§ **Exercise objective**: The answer must be every record below, repeated exactly.
▼▼▼
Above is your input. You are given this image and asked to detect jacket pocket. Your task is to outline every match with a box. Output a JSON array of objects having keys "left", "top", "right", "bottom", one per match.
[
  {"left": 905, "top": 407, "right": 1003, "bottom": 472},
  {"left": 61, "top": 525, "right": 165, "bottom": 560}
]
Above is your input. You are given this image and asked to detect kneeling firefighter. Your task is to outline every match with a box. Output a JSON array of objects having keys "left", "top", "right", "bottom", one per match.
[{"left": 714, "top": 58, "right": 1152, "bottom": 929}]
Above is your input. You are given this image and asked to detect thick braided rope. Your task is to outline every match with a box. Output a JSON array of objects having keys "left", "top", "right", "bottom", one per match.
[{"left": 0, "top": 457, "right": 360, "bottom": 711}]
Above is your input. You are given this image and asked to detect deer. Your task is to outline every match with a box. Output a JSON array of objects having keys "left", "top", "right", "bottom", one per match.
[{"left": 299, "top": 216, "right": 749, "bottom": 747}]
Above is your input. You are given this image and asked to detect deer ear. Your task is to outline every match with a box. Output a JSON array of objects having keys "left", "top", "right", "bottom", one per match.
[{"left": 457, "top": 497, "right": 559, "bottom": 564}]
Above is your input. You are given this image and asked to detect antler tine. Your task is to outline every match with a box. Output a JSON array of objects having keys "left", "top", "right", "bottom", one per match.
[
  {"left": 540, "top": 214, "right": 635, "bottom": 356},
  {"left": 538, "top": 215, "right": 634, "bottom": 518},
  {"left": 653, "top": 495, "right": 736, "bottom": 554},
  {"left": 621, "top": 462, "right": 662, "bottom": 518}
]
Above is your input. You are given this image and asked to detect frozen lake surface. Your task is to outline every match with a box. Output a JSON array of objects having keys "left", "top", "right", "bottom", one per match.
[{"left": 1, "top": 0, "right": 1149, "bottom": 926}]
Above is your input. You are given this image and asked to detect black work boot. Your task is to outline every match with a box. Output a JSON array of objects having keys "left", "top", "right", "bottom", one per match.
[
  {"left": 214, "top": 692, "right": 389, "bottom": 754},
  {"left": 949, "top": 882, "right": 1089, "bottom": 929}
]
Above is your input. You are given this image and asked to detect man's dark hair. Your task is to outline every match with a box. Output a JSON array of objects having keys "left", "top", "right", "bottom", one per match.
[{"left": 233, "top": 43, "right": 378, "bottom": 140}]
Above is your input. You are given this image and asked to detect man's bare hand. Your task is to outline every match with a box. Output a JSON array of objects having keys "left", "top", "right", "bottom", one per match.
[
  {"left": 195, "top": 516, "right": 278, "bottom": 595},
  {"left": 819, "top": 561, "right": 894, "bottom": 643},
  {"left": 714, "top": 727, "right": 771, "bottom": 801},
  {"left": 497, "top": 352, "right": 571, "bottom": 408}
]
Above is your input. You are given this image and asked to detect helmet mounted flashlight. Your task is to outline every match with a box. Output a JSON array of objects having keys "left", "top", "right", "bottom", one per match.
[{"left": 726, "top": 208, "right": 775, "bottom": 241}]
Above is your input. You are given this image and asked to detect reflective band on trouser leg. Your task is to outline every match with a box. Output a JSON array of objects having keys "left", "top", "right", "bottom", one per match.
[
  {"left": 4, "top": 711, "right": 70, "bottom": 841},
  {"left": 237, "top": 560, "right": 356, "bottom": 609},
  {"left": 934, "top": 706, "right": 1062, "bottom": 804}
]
▲▲▲
§ **Your response**:
Above is your input. You are given this image and asked to detect jacket pocket. Your task is to outline every match with a box. Output a JSON array of objects having keys "left", "top", "right", "bottom", one per match.
[
  {"left": 905, "top": 407, "right": 1003, "bottom": 472},
  {"left": 61, "top": 525, "right": 165, "bottom": 560}
]
Above is your input. You are given this image and asked to detect kneeling firefighter. Your task is to outline every match with a box. Output a JSON array of objects having keys "left", "top", "right", "bottom", one per match.
[{"left": 714, "top": 58, "right": 1152, "bottom": 929}]
Above is your input. You are given this image and asked to detect thick braided rope. Your task is to outline every match with a box. Output a JSON array of objects having keys "left", "top", "right", "bottom", one per match.
[{"left": 0, "top": 457, "right": 360, "bottom": 711}]
Above is your input. You are given this image and asked to detect deer. Your task is to outline every match with a box. Output a JSON array of objects having keys "left", "top", "right", "bottom", one per match.
[{"left": 299, "top": 216, "right": 749, "bottom": 747}]
Above is your input. You are given this image and asked to detect deer ear. Your task is to outline every match with a box. Output a JSON array of objects having keys "left", "top", "right", "bottom", one per match.
[{"left": 457, "top": 497, "right": 559, "bottom": 564}]
Above is your input. You are given this image and asked to detect antler tine. Your task is to outline every match with a box. Output a JSON array of objects having keys "left", "top", "right", "bottom", one per match.
[
  {"left": 540, "top": 214, "right": 635, "bottom": 356},
  {"left": 538, "top": 215, "right": 634, "bottom": 518},
  {"left": 653, "top": 495, "right": 736, "bottom": 554},
  {"left": 621, "top": 462, "right": 662, "bottom": 518}
]
Above is your input. You are given this image and asked to detect frozen lake surface. Your task is to outline every match with a box. Output a JSON array of objects having keys "left", "top", "right", "bottom", one per match.
[{"left": 1, "top": 0, "right": 1149, "bottom": 926}]
Above is your input. You are given this image and asked to detect black work boot. Your task is to outline every match with a box. Output a JSON array of objects having keys "left", "top", "right", "bottom", one per match.
[
  {"left": 214, "top": 692, "right": 389, "bottom": 754},
  {"left": 949, "top": 882, "right": 1089, "bottom": 929}
]
Above is your input. You are given this image and asked to detect man's dark hair. Your task is to outline every match with a box. Output a JSON array of objects having keys "left", "top", "right", "bottom", one per match.
[{"left": 233, "top": 43, "right": 378, "bottom": 140}]
Above is your input. You are given this image and asked to detect man's bare hand. Your task is to outline every match with a box. Output a JSON array of objects having keys "left", "top", "right", "bottom", one per match.
[
  {"left": 195, "top": 516, "right": 278, "bottom": 595},
  {"left": 819, "top": 561, "right": 894, "bottom": 643},
  {"left": 714, "top": 727, "right": 771, "bottom": 801},
  {"left": 497, "top": 352, "right": 571, "bottom": 408}
]
Above is your input. You are given this image and asked to detect helmet mounted flashlight. Your task is to outline every match with a box. Output a JSON array of objects having keys "left", "top", "right", "bottom", one per match.
[{"left": 726, "top": 208, "right": 775, "bottom": 241}]
Above is your input. You are given this image and asked to detect reflective band on trouser leg. Your task is to outline every match with a box. Output a JSON array of objects having keys "left", "top", "right", "bottom", one per match.
[
  {"left": 4, "top": 711, "right": 70, "bottom": 841},
  {"left": 237, "top": 560, "right": 356, "bottom": 609},
  {"left": 934, "top": 706, "right": 1062, "bottom": 804}
]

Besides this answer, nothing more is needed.